ИСХОДНЫЙ ОТРЫВОК:
А в цехах Ижорского завода экипажи боевых машин ждали, когда кончится ремонт, и прямо с завода вели обновленные машины на фронт.

Это — ленинградцы.

И немецкий солдат Герман Фукс под звуки артиллерийской музыки писал своему брату:

«...Вчера и сегодня здесь, под Петербургом, опять начался настоящий ад. Вчера мы ходили в атаку на гигантскую линию укреплений. Артиллерия стреляла целый день непрерывно. В сплошном огне нельзя было отличить отдельных выстрелов. Сейчас опять начинается кромешный ад. В гавани Петербурга находится еще один линкор и несколько крейсеров. Трудно себе представить, какие воронки образуют снаряды этих кораблей при разрыве. Один из них взорвался в 200 метрах от меня. Могу тебе сказать — я взлетел на два метра в воздух и грохнулся в сторону. Хочешь — верь, хочешь — не верь. Вся местность усеяна воронками от бомб и снарядов. Здесь валяется рука, там — нога, там — голова, у другого сразу несколько ран — вечная память о русских. Их нужно уничтожать железом, иначе мы ничего с ними не сделаем...»

ИЗВЛЕЧЁННЫЕ ЗАПИСИ:

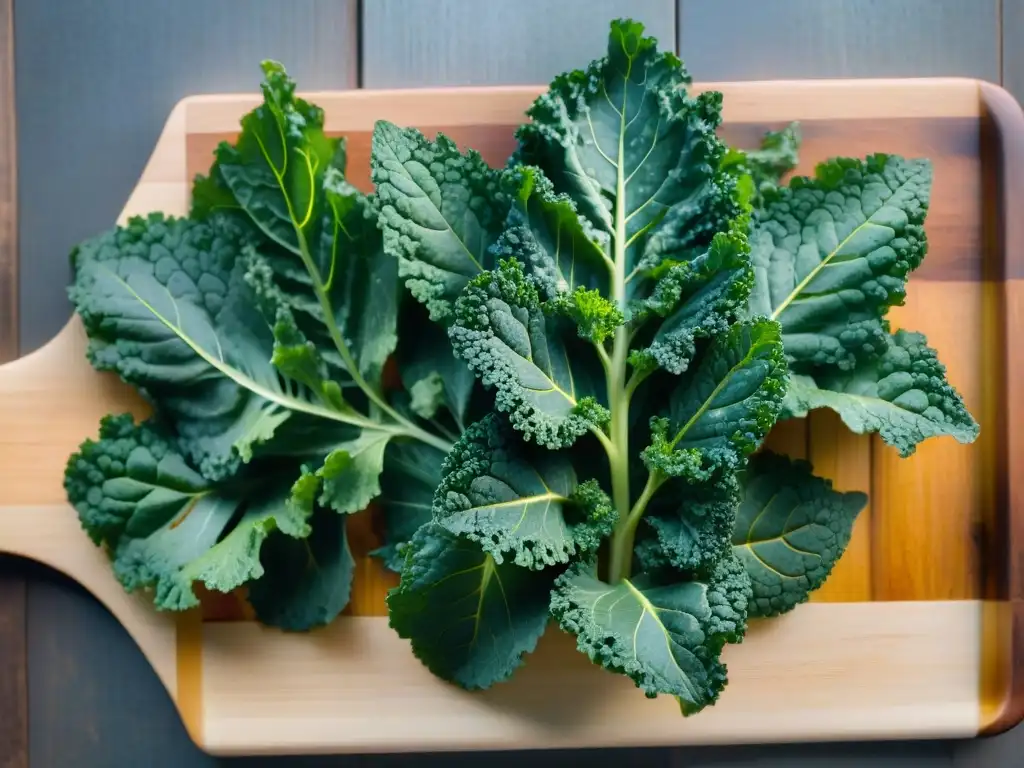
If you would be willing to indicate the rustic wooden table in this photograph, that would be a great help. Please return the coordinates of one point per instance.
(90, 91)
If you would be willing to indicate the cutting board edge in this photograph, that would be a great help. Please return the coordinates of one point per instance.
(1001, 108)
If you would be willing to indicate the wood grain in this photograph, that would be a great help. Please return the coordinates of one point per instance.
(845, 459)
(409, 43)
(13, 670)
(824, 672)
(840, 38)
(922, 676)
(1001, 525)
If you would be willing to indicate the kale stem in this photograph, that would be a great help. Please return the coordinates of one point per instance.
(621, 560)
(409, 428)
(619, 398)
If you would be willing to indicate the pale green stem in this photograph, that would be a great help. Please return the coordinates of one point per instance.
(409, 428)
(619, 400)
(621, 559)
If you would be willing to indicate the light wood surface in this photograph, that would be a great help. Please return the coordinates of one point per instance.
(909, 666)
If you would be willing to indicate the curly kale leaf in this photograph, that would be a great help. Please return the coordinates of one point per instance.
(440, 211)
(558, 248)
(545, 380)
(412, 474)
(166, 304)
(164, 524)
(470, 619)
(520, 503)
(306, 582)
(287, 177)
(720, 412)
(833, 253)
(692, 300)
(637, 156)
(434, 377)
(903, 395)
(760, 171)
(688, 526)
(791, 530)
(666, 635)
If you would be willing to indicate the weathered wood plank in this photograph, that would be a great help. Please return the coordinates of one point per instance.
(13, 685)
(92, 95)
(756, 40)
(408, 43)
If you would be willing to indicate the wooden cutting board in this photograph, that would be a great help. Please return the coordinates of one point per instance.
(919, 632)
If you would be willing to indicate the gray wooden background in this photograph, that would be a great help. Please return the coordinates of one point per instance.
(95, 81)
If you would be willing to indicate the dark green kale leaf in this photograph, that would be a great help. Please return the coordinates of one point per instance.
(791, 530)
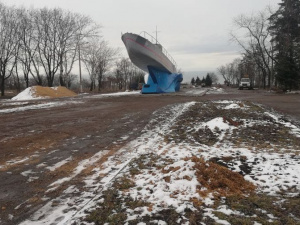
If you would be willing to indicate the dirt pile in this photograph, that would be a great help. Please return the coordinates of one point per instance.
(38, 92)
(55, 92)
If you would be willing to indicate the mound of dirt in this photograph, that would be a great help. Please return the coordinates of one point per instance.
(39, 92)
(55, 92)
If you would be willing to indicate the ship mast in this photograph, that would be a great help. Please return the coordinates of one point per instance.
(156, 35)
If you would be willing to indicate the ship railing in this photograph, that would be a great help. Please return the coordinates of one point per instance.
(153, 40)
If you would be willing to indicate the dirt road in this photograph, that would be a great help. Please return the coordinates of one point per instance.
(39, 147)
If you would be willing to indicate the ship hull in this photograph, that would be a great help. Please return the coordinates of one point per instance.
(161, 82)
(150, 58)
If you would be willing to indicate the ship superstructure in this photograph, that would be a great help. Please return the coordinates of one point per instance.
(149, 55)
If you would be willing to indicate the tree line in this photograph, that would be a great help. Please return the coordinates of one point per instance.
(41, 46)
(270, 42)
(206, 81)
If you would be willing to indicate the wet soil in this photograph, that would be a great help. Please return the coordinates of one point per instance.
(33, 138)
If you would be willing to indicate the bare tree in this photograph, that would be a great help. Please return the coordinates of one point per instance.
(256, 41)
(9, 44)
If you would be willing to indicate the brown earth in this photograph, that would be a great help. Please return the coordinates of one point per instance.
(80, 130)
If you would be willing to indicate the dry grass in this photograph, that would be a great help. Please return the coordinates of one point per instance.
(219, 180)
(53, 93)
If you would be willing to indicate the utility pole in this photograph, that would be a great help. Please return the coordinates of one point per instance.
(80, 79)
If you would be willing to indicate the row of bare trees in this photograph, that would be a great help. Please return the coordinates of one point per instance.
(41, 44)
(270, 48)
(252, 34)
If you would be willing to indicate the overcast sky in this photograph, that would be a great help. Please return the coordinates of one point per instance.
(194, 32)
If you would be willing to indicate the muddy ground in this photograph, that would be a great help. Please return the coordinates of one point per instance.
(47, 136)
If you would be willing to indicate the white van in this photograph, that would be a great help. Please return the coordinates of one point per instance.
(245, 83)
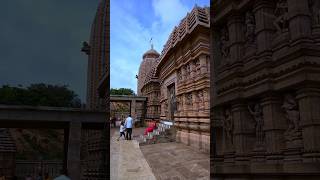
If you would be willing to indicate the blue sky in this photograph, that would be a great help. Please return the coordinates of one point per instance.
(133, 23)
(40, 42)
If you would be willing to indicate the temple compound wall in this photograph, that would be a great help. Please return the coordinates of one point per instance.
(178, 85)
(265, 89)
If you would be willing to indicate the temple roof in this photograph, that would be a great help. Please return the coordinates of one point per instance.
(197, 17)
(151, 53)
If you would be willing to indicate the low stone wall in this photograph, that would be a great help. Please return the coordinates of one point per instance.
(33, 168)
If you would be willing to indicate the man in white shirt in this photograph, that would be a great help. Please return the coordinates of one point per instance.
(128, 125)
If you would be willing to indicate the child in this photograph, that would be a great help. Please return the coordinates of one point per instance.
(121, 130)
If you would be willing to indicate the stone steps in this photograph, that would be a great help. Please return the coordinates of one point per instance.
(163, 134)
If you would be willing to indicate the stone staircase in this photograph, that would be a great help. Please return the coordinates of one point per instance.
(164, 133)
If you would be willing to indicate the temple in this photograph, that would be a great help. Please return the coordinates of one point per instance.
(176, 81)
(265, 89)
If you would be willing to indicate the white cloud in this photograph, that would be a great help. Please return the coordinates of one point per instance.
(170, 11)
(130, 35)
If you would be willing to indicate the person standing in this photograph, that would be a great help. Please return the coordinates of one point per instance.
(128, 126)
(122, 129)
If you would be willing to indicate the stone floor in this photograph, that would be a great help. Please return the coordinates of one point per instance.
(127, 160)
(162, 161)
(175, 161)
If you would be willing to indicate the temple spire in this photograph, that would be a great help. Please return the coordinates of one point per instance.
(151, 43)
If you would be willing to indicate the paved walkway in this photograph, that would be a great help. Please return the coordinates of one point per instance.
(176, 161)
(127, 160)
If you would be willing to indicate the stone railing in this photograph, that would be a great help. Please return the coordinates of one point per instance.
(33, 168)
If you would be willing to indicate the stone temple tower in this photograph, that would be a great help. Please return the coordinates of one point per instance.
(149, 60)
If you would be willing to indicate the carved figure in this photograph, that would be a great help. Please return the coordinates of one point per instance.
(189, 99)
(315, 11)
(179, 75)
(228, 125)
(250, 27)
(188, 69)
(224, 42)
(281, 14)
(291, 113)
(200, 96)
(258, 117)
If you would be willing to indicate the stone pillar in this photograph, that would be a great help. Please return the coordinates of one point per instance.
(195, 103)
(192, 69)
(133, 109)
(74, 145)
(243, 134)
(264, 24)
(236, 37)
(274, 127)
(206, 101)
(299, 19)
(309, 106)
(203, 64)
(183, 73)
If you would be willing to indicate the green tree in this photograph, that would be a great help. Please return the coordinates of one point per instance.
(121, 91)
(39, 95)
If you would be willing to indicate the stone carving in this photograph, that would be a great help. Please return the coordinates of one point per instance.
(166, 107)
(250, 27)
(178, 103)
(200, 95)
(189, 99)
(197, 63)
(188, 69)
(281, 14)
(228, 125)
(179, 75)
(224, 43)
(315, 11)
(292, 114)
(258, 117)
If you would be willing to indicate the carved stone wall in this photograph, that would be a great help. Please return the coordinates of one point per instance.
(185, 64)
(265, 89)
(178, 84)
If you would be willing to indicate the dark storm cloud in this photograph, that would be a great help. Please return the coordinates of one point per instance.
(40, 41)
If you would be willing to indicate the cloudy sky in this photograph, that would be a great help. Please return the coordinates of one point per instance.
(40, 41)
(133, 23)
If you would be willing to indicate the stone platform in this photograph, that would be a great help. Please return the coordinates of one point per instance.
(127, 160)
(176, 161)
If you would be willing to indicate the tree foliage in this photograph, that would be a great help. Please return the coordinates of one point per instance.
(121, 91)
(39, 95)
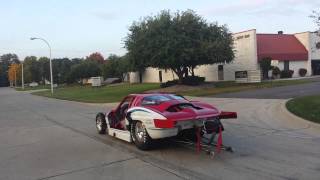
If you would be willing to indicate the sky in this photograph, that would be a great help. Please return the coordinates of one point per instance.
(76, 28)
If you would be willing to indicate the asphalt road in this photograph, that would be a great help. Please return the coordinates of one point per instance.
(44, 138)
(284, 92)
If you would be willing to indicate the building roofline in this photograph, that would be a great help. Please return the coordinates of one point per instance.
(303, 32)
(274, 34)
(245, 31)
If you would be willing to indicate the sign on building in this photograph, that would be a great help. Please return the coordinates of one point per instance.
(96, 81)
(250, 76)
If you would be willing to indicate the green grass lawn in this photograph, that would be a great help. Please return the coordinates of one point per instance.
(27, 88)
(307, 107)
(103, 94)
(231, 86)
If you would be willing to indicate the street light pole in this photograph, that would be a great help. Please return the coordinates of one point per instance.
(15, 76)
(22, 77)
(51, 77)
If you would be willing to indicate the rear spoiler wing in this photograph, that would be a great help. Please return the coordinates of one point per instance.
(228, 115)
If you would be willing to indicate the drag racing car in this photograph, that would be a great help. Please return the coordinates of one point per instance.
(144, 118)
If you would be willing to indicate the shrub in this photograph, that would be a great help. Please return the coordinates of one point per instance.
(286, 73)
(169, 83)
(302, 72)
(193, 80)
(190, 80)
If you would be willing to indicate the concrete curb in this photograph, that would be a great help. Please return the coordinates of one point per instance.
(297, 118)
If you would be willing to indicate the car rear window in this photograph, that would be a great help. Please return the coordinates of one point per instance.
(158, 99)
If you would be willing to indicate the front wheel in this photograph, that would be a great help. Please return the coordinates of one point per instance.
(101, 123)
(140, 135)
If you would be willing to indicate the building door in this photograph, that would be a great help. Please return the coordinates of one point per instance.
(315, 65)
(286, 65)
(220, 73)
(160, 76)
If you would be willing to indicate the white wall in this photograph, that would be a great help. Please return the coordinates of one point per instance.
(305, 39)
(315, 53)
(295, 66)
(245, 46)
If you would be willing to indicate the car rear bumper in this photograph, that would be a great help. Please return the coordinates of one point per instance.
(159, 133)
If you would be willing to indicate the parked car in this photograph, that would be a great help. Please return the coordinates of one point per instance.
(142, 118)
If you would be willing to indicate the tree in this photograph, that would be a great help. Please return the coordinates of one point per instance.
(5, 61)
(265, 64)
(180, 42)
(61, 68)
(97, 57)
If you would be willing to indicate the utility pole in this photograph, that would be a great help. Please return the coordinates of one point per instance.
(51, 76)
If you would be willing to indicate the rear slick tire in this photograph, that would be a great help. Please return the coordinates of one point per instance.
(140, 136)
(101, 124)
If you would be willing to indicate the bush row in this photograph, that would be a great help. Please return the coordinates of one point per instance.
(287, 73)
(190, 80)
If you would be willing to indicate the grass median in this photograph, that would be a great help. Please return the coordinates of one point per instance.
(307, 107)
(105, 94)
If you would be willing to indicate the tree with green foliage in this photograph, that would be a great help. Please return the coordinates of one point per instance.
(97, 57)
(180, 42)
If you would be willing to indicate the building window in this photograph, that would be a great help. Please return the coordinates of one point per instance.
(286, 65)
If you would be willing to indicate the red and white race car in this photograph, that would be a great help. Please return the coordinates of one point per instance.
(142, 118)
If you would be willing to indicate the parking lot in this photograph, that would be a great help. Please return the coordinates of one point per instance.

ЧТО НУЖНО СДЕЛАТЬ:
[a] Кому, согласно отрывку о ленинградцах, писал письмо немецкий солдат Герман Фукс?
[b] Допишите следующую часть отрывка о ленинградцах и письме немецкого солдата, начав сразу после его последнего предложения.
Этот материал взят из другого источника.

ОТВЕТЫ К ЗАДАНИЯМ:
[a] Своему брату.

[b]
Сначала гунн жаловался, что мешает взять Ленинград линия Мажино, якобы окружающая город. Потом свалил на морскую артиллерию, потом — все на мороз.

Да, мороз в этот год ударил особенно сильно. Выли метели, свистела пурга, термометр показывал 40. Тяжелая, беспощадная была зима. Но ведь и ленинградцам пришлось перенести эту зиму — и какая же это была зима! В трубах замерзла вода, в домах не было света, из-за нехватки топлива остановились трамваи. Каждый грамм хлеба минимальной нормы, полагавшейся на человека осажденного города, был на дорогом счету...

Дорого, очень дорого стоили каждому ленинградцу беспримерные месяцы блокады. Многие из нас не досчитались отцов, братьев, сестер, детей, матерей. У многих потемнели, глубоко впали глаза, лоб прорезали морщинки усталости, резче и жестче стали складки у рта.

Отстояли!

Долгие месяцы узкая полоска ладожского льда соединяла город с Большой землей, с любимой Родиной. Но всегда ленинградцы чувствовали ее заботливую руку, и никогда не было у людей нашего города ощущения оторванности, изолированности от страны, ее судеб, ее борьбы.

«Чем тяжелее лишения, тем прекраснее победа!» — говорили когда-то солдаты армии Вашингтона, дравшиеся за независимость и свободу Америки.

— Да, чем тяжелее лишения, тем прекраснее победа, — могут повторить ленинградцы.

Солнце сияет над городом. В белые ночи дуют над заливом, над Балтикой теплые ветры с запада.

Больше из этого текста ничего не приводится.